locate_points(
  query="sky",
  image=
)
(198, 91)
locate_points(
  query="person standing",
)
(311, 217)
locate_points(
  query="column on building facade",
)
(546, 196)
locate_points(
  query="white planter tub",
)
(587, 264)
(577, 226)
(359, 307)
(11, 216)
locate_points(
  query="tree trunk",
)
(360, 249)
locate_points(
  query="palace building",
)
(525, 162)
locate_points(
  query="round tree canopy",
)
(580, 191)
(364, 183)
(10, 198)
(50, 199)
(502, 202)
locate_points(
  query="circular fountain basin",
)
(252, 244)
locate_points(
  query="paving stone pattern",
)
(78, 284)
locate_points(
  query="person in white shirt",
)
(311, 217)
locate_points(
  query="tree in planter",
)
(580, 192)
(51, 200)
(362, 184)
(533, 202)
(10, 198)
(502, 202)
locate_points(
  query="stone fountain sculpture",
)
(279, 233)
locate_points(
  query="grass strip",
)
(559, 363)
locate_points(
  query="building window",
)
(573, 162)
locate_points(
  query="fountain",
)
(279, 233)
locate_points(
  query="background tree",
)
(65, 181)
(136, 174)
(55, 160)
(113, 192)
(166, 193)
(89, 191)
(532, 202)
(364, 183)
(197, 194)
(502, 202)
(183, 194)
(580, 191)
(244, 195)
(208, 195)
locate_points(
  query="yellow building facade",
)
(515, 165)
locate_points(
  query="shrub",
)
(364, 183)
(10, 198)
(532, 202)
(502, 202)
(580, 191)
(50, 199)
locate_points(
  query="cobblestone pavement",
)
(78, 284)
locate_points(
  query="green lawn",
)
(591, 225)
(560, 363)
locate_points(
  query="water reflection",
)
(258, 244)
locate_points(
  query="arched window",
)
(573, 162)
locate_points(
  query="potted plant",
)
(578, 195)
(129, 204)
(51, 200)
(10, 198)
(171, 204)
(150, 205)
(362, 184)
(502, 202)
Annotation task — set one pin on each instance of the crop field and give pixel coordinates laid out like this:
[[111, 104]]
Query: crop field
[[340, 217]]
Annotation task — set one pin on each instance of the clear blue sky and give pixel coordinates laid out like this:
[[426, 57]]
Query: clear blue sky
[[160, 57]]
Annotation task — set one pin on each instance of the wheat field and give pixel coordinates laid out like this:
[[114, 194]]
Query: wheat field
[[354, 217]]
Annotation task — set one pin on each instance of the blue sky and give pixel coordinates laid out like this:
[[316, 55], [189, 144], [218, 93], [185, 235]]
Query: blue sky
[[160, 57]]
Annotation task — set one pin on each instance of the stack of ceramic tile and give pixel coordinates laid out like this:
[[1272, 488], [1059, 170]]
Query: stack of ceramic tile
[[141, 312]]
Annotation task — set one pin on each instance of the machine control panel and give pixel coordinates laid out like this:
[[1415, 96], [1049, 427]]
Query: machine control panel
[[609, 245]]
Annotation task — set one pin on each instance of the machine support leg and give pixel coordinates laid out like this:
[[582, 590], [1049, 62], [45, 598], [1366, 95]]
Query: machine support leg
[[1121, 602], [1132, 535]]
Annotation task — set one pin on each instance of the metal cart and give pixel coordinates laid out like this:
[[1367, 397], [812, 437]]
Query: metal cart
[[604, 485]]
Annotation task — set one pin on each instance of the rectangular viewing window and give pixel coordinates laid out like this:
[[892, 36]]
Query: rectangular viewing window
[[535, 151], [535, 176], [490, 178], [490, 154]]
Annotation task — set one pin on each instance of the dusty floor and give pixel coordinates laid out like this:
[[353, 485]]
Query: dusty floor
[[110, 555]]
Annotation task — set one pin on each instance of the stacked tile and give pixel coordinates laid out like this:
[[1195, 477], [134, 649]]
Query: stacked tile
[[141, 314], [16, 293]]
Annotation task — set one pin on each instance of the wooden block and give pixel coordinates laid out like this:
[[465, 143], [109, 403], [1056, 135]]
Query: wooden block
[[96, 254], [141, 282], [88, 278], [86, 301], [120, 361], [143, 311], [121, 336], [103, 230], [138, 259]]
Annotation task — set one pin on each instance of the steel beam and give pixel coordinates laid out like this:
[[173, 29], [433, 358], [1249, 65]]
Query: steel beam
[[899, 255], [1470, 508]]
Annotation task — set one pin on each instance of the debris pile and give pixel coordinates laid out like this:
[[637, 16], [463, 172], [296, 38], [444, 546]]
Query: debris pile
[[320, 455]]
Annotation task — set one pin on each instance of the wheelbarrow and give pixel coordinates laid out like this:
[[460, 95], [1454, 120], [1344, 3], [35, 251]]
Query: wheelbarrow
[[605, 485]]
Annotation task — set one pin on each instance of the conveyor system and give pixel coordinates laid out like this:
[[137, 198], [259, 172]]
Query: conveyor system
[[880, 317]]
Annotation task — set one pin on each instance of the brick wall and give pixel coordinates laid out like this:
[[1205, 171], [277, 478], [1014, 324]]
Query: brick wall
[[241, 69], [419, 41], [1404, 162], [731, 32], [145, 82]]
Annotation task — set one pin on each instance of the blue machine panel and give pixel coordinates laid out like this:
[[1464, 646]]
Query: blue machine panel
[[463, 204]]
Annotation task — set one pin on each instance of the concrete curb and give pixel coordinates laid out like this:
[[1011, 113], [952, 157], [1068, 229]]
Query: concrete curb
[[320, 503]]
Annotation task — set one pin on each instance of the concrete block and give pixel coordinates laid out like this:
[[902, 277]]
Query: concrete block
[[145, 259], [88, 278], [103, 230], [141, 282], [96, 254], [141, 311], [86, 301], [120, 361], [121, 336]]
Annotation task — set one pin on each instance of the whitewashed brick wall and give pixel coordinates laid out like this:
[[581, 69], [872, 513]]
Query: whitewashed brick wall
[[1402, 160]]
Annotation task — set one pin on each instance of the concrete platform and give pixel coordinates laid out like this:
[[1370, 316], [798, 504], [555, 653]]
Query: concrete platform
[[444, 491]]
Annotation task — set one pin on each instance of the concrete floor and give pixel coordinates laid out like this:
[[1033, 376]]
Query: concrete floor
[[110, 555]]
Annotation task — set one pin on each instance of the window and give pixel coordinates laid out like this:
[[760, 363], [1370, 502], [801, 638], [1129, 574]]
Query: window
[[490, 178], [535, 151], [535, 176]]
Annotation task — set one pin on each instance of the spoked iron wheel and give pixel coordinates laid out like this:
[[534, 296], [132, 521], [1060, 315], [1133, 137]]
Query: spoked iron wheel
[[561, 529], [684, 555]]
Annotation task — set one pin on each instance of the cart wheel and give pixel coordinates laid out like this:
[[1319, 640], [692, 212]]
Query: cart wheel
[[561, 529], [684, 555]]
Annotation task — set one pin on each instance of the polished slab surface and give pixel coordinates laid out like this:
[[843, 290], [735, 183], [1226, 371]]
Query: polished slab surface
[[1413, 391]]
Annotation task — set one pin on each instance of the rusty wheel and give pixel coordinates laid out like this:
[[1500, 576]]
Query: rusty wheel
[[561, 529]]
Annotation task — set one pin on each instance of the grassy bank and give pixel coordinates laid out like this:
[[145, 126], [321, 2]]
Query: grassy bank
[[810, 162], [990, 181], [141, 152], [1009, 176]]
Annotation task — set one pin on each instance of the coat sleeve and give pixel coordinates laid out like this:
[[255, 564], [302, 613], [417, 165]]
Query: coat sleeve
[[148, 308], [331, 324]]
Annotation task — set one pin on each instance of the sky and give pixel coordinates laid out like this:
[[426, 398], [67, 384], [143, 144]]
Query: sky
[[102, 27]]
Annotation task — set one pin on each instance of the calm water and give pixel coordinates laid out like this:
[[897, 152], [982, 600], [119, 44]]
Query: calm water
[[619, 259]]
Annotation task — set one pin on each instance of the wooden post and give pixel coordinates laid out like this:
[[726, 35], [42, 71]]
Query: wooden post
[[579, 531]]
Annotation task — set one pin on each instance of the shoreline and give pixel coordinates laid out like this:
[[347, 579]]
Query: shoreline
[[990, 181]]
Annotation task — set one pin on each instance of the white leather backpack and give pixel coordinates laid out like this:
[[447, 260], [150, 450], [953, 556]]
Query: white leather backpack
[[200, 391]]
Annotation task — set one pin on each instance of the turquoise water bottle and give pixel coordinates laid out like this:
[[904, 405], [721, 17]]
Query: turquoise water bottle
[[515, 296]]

-*-*-

DETALLES DE TAREA:
Pasa a una lista numerada, sin líneas en blanco, el tramo de los registros de arriba que abre con la línea que contiene "of the rectangular" y cierra con la que contiene "[[241, 69], [419, 41], [1404, 162], [731, 32], [145, 82]]", ambas incluidas.

RESPUESTA DEL EJERCICIO:
1. Annotation task — set one pin on each instance of the rectangular viewing window and give pixel coordinates laid out like this:
2. [[892, 36]]
3. Query: rectangular viewing window
4. [[535, 151], [535, 176], [490, 178], [490, 154]]
5. Annotation task — set one pin on each instance of the dusty floor and give pixel coordinates laid out like this:
6. [[353, 485]]
7. Query: dusty floor
8. [[110, 555]]
9. Annotation task — set one pin on each instance of the stacked tile and give pixel coordinates laid out like this:
10. [[1195, 477], [134, 649]]
11. Query: stacked tile
12. [[141, 314], [16, 293]]
13. Annotation task — set one pin on each instance of the wooden block and give pixel coordinates laid out like this:
14. [[465, 143], [109, 403], [1056, 135]]
15. Query: wooden block
16. [[96, 254], [141, 282], [88, 278], [86, 301], [120, 361], [143, 311], [121, 336], [103, 230], [138, 259]]
17. Annotation task — set one pin on each instance of the steel beam and give pixel coordinates laid out like this:
18. [[173, 29], [433, 358], [1249, 65]]
19. Query: steel beam
20. [[899, 255], [1470, 508]]
21. Annotation task — set one pin on each instance of the debris pile and give pixel coordinates laid out like this:
22. [[637, 16], [463, 172], [296, 38], [444, 546]]
23. Query: debris pile
24. [[320, 455]]
25. Annotation task — set one pin on each instance of the wheelbarrow and give pixel coordinates laid out like this:
26. [[460, 95], [1454, 120], [1344, 3], [35, 251]]
27. Query: wheelbarrow
28. [[605, 485]]
29. Annotation task — set one pin on each instance of the conveyor system and give pixel coordinates laid out like this:
30. [[137, 198], [259, 172]]
31. Query: conveyor system
32. [[880, 317]]
33. Annotation task — set one pin on each instance of the brick wall and give pixel coordinates laid out like this:
34. [[1205, 171], [277, 478], [1014, 324]]
35. Query: brick wall
36. [[241, 69], [419, 41], [1404, 162], [731, 32], [145, 82]]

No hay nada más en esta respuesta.